• _Prompt_:
All of the records shown below need to be copied with no differences.
##### Source data
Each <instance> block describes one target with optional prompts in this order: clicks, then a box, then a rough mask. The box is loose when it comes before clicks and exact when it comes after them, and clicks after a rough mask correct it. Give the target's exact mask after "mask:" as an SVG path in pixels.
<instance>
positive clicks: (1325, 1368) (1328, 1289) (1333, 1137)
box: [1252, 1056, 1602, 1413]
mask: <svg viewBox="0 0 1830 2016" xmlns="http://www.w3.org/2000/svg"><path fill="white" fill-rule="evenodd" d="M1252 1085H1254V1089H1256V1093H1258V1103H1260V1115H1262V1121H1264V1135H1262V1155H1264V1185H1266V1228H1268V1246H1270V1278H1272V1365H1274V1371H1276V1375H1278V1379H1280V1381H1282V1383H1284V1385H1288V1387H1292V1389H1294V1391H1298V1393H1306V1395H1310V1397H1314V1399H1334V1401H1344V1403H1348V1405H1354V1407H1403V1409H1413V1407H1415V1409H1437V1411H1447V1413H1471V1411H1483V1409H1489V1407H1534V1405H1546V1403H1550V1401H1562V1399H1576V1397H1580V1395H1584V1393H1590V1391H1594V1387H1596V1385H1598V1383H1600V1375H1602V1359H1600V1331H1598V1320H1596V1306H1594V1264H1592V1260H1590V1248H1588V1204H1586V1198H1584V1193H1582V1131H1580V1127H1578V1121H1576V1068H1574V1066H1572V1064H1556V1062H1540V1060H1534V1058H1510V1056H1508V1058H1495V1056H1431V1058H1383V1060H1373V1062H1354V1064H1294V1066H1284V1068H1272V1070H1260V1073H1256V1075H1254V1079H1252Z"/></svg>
##########
• _Reply_:
Each <instance> block describes one target with optional prompts in this order: clicks, then a box, then a rough mask. The box is loose when it comes before clicks and exact when it comes after them, and clicks after a rough mask correct it. Give the target's exact mask after "mask:" as an SVG path in pixels.
<instance>
positive clicks: (1325, 1368) (1328, 1289) (1333, 1137)
box: [1252, 1056, 1602, 1413]
mask: <svg viewBox="0 0 1830 2016" xmlns="http://www.w3.org/2000/svg"><path fill="white" fill-rule="evenodd" d="M1252 1085H1254V1089H1256V1093H1258V1103H1260V1115H1262V1121H1264V1135H1262V1155H1264V1185H1266V1228H1268V1246H1270V1278H1272V1365H1274V1371H1276V1375H1278V1379H1280V1381H1282V1383H1284V1385H1288V1387H1292V1389H1294V1391H1298V1393H1306V1395H1310V1397H1314V1399H1334V1401H1344V1403H1348V1405H1354V1407H1403V1409H1413V1407H1415V1409H1437V1411H1447V1413H1471V1411H1483V1409H1489V1407H1534V1405H1546V1403H1550V1401H1562V1399H1576V1397H1580V1395H1584V1393H1590V1391H1594V1387H1596V1385H1598V1383H1600V1375H1602V1359H1600V1331H1598V1320H1596V1306H1594V1264H1592V1260H1590V1248H1588V1204H1586V1198H1584V1193H1582V1131H1580V1127H1578V1121H1576V1068H1574V1066H1572V1064H1556V1062H1540V1060H1534V1058H1510V1056H1508V1058H1495V1056H1431V1058H1383V1060H1373V1062H1354V1064H1294V1066H1284V1068H1272V1070H1260V1073H1256V1075H1254V1079H1252Z"/></svg>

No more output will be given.